Items from a dataset
┄┄┄┄┄┄

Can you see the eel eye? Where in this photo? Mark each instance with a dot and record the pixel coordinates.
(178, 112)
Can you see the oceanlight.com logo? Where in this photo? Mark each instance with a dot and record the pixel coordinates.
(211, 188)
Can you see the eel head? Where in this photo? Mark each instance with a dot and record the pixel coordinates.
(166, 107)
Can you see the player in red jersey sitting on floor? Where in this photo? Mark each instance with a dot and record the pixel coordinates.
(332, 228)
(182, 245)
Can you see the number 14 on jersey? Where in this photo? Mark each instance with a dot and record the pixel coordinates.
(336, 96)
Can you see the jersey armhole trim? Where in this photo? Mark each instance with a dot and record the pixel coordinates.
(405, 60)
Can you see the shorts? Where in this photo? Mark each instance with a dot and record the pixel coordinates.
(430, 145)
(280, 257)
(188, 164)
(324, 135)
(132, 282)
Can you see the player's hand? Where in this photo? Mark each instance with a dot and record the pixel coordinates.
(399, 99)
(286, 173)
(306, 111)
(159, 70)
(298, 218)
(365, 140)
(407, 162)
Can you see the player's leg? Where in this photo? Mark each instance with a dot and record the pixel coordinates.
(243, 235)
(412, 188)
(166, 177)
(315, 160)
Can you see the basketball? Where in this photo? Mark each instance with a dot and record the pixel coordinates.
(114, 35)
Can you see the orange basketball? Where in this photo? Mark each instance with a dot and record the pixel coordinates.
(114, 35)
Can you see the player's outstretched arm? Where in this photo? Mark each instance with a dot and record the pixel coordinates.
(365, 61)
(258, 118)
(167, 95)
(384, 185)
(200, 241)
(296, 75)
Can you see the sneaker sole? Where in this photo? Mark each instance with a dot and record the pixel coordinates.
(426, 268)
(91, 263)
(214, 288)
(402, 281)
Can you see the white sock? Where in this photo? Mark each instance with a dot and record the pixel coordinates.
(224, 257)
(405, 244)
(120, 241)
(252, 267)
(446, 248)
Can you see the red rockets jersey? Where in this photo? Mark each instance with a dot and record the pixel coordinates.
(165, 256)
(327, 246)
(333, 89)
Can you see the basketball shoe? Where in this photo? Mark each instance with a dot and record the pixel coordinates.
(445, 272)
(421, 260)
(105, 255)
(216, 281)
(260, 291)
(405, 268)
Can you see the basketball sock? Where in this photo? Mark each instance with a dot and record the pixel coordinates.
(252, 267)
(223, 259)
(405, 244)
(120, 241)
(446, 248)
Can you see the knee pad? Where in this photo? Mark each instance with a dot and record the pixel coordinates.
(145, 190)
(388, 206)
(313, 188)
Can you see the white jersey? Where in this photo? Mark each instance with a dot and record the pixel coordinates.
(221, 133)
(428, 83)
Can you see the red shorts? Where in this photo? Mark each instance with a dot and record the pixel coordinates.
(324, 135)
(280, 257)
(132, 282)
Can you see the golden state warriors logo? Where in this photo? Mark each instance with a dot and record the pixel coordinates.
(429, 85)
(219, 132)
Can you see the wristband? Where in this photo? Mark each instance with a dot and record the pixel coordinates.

┄┄┄┄┄┄

Your objective —
Repeat the records above exactly, from the first line to the last.

Correct result —
Can you see the eel eye? Where in this photo? Mark each instance with a dot and record the pixel coordinates.
(178, 112)
Can you see the oceanlight.com logo? Where in this photo? Mark each instance with a dot and record the pixel coordinates.
(211, 188)
Can you see the eel head? Where in this photo? Mark each instance with a dot and record the pixel coordinates.
(166, 107)
Can you see the player in red jersey sitting on floor? Where in this photo? Mark each instance with a dot and record the pixel coordinates.
(332, 228)
(182, 245)
Can you see the number 14 on jersey? Where in this photo? Mark each instance with a dot and record the pixel coordinates.
(336, 96)
Can you see the jersey armhole trim? Where in this photo? Mark each instance with a dot and record the pixel coordinates.
(405, 60)
Can you see the shorts? Where in this photo? Mark each instance with a dot and record the pixel coordinates.
(430, 145)
(280, 257)
(188, 164)
(324, 135)
(132, 282)
Can you see the player's hand? Where in this photo? Mark each instance with a dot and record the pixel coordinates.
(399, 99)
(286, 173)
(306, 111)
(159, 70)
(298, 218)
(365, 140)
(407, 162)
Can you see the player's leg? Where in this photo? Mark each instance with a dot and record the pixel coordinates.
(243, 235)
(412, 188)
(166, 177)
(315, 160)
Can you see the basketball? Where in this photo? Mark each instance with a dot and record the pixel coordinates.
(114, 35)
Can you see the orange basketball? Where in this photo? Mark each instance with a dot and record the pixel coordinates.
(114, 35)
Can you see the player's outstretched arm? Where in this photo? Mark each instance with a dot and record the pixel coordinates.
(365, 61)
(258, 118)
(167, 95)
(384, 185)
(200, 241)
(296, 75)
Can you see the sneaker sole? Where in this photo? Mark each instance with a dot and record the pixel coordinates.
(426, 268)
(91, 263)
(214, 288)
(402, 281)
Can you see the white sock? Where in this photo? Mark each instance with a dot and record the pixel coordinates.
(224, 257)
(405, 244)
(120, 241)
(252, 267)
(446, 248)
Can you see the red rockets jersey? Where in this photo? Mark each instance with a dot and record the pixel coordinates.
(165, 256)
(327, 246)
(333, 89)
Can you see the basketball shoe? Where in this photo? Mark each instance with a dot and record the pixel coordinates.
(445, 272)
(421, 260)
(105, 255)
(216, 281)
(260, 291)
(405, 268)
Can you see the basketball sock? Where in this photo? Mark each instance with a dot and record the pixel coordinates.
(252, 267)
(223, 259)
(405, 244)
(120, 241)
(446, 248)
Can you see the knee pad? Where in this photo? Mark each instance with a dot and record the pixel coordinates.
(145, 190)
(388, 206)
(313, 188)
Can you see the white jersey? Where in this photo? Mark each instance with a dot and record the pixel coordinates.
(221, 133)
(428, 83)
Can you see the red shorts? Where in this photo? Mark each instance with a dot and record the pixel coordinates.
(324, 135)
(280, 257)
(132, 282)
Can you see the golden state warriors logo? Where in this photo? Mark each instance with a dot and record the pixel coordinates.
(429, 85)
(219, 132)
Can you see the wristband? Where in this photo? Mark each instance with a dot and record the pixel coordinates.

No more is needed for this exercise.